Hi John,

My name is Natalie Griffen, and I'm a friend of Agatha's from our days at Stanford. I left my life in Los Angeles and trekked to San Francisco to work for for the Agatha For Congress campaign, and wanted to share my peek behind the scenes, and why I'm so inspired by Agatha, and want you to be too.

Why I Dropped Everything to Help My Best Friend Run for Congress ... Against Nancy Pelosi


My best friend is Agatha Bacelar. Brazilian immigrant, Stanford engineer, quadrilingual, capital-F Female powerhouse, Agatha Bacelar. 27-year-old political wunderkind running for Congress against Nancy Pelosi in 2020, Agatha Bacelar. 

I took a hiatus from my life as a screenwriter in Los Angeles to be a creative advisor to Agatha For Congress. I help with speechwriting, fundraising, and helping answer in any way I can, Who is Agatha? She’s a spritely, exciting new voice who wants environmental reform, immigrant justice, healthcare and education for all, and corporate money out of politics. 

It’s my job to fold all of that into a punchy tagline so your eyes don’t glaze over mid-list, like they just did. I need to make it easy for you to think, as I do:
YES, AGATHA. 
Agatha. Know her name. 

Some backstory.
Once upon a time, I played soccer at Stanford University, where I studied Product Design. That’s where I met Agatha; we were in the same major. We first shared a class freshman year, a dorm the following year, an ever-closening friendship since.

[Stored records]
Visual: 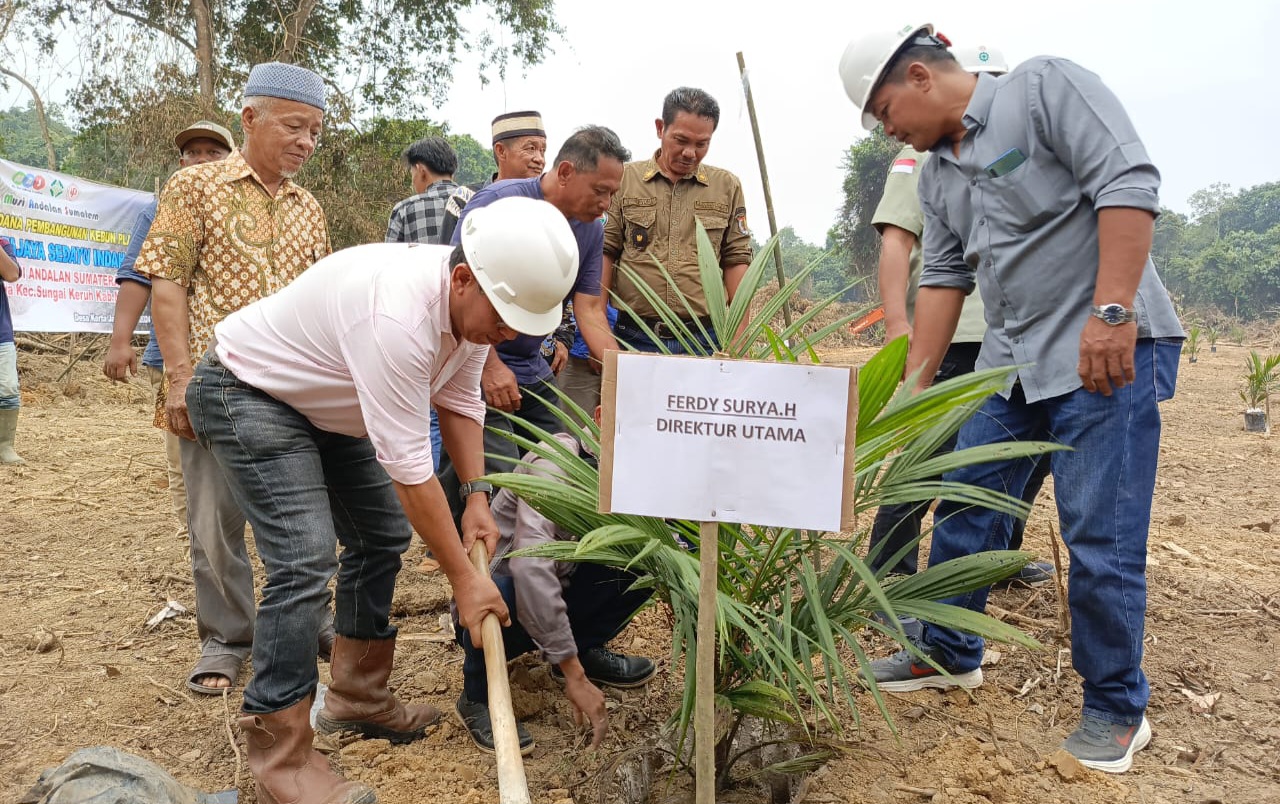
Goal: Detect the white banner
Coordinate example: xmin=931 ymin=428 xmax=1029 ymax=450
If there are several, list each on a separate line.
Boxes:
xmin=600 ymin=352 xmax=858 ymax=531
xmin=0 ymin=159 xmax=154 ymax=332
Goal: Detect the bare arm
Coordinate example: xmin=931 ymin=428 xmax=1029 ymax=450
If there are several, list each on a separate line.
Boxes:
xmin=573 ymin=290 xmax=618 ymax=367
xmin=906 ymin=288 xmax=965 ymax=390
xmin=151 ymin=277 xmax=196 ymax=440
xmin=102 ymin=282 xmax=151 ymax=382
xmin=1076 ymin=206 xmax=1156 ymax=397
xmin=437 ymin=404 xmax=498 ymax=555
xmin=392 ymin=473 xmax=511 ymax=648
xmin=877 ymin=224 xmax=915 ymax=343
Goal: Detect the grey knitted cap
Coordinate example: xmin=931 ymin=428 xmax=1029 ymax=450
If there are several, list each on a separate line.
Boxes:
xmin=244 ymin=61 xmax=325 ymax=111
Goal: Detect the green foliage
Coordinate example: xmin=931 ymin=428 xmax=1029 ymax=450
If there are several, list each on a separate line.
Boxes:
xmin=0 ymin=101 xmax=73 ymax=168
xmin=1240 ymin=350 xmax=1280 ymax=410
xmin=1152 ymin=182 xmax=1280 ymax=319
xmin=1183 ymin=326 xmax=1204 ymax=362
xmin=490 ymin=225 xmax=1055 ymax=782
xmin=835 ymin=128 xmax=902 ymax=289
xmin=27 ymin=0 xmax=561 ymax=118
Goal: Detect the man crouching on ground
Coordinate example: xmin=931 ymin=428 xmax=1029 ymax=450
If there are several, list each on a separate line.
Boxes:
xmin=457 ymin=407 xmax=657 ymax=754
xmin=187 ymin=198 xmax=577 ymax=804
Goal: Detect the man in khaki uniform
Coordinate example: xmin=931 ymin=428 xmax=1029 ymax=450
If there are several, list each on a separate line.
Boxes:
xmin=596 ymin=87 xmax=751 ymax=355
xmin=868 ymin=46 xmax=1052 ymax=596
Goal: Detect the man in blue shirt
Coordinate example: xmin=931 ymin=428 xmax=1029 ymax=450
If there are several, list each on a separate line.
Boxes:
xmin=0 ymin=237 xmax=26 ymax=466
xmin=439 ymin=125 xmax=631 ymax=515
xmin=102 ymin=120 xmax=236 ymax=539
xmin=840 ymin=26 xmax=1183 ymax=773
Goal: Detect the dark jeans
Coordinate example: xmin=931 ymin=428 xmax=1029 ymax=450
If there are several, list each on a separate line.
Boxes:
xmin=867 ymin=343 xmax=1050 ymax=575
xmin=187 ymin=356 xmax=412 ymax=714
xmin=458 ymin=563 xmax=652 ymax=703
xmin=435 ymin=379 xmax=564 ymax=533
xmin=923 ymin=338 xmax=1181 ymax=726
xmin=613 ymin=315 xmax=717 ymax=355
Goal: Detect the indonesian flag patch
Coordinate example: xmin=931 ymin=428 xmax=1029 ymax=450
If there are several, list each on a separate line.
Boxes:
xmin=888 ymin=159 xmax=915 ymax=173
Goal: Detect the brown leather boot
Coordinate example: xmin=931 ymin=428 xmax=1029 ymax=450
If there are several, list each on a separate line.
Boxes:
xmin=237 ymin=695 xmax=378 ymax=804
xmin=316 ymin=635 xmax=440 ymax=743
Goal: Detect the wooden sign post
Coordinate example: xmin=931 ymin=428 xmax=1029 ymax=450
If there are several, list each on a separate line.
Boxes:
xmin=600 ymin=352 xmax=858 ymax=804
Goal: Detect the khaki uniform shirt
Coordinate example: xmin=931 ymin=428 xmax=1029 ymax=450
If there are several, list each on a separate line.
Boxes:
xmin=134 ymin=151 xmax=330 ymax=430
xmin=604 ymin=154 xmax=751 ymax=319
xmin=872 ymin=146 xmax=987 ymax=343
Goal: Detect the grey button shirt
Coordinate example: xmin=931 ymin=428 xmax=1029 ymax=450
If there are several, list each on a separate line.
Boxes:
xmin=920 ymin=56 xmax=1183 ymax=402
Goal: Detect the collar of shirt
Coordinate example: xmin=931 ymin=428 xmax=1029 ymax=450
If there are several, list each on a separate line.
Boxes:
xmin=218 ymin=149 xmax=300 ymax=198
xmin=931 ymin=73 xmax=996 ymax=165
xmin=640 ymin=149 xmax=707 ymax=184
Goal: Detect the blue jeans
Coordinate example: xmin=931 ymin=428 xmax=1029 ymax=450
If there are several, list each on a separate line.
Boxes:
xmin=0 ymin=343 xmax=20 ymax=411
xmin=457 ymin=563 xmax=653 ymax=704
xmin=187 ymin=355 xmax=412 ymax=714
xmin=613 ymin=316 xmax=717 ymax=355
xmin=924 ymin=338 xmax=1181 ymax=726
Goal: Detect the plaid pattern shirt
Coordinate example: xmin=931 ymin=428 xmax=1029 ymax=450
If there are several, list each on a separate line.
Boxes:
xmin=387 ymin=179 xmax=458 ymax=246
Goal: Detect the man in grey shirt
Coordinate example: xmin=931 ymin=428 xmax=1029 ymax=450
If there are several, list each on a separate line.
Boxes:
xmin=841 ymin=26 xmax=1183 ymax=773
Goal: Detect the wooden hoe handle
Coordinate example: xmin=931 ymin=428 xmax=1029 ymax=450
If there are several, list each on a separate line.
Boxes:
xmin=471 ymin=539 xmax=531 ymax=804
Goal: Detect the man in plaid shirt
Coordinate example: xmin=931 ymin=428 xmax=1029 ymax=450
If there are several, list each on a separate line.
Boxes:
xmin=387 ymin=137 xmax=458 ymax=245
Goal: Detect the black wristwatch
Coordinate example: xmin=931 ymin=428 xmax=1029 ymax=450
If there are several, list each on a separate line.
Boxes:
xmin=458 ymin=480 xmax=493 ymax=502
xmin=1089 ymin=303 xmax=1138 ymax=326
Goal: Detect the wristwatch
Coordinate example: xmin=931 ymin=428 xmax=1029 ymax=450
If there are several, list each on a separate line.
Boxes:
xmin=458 ymin=480 xmax=493 ymax=502
xmin=1089 ymin=303 xmax=1138 ymax=326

→ **Problem to solve**
Continue the letter about Agatha Bacelar's run for Congress from the point where it stops above.

→ **Reply to the task**
Fast forward, post-grad: Agatha moves to a co-op off of Stanford campus and gets a job at Emerson Collective, a social justice organization where she spends her time meeting every kind of person, making mini-documentaries, changing the world for the better every day. Meanwhile, I waffle from industry to industry—I start a tech job, try fashion school, move to New York, find comedy, become a screenwriter, move to Los Angeles where, finally, I find a permanent home. Agatha and I visit each another as often as we can, else support from afar. Texts, FaceTimes, phone calls. 

When Agatha first told me she was running for Congress I responded with an enthusiastic “You Go Girl!” But that? Wow. That is not ENOUGH. 

So, I called her. I said Let’s do this. Together. 

By that, I mean: I want to help you save the world, I want to throw your name through every open window in San Francisco, I want to assure you that this is the most worthwhile endeavor of all endeavors. I don’t know what exactly I’m going to do, but I’m so so in, how should I proceed? 

It’s an inspiring thing, watching your best friend run for Congress against the toughest opponent in these fifty states. It’s impossible! A ninety-degree climb! 

And yet. I believe in her with my whole self. Why? Is she the next Alexandria Ocasio Cortez? Like AOC, Agatha is young, impassioned, cares, cares, CARES... 

But, also. She’s something else. Earthy, grounded. Agatha is special. I am biased, but I am right.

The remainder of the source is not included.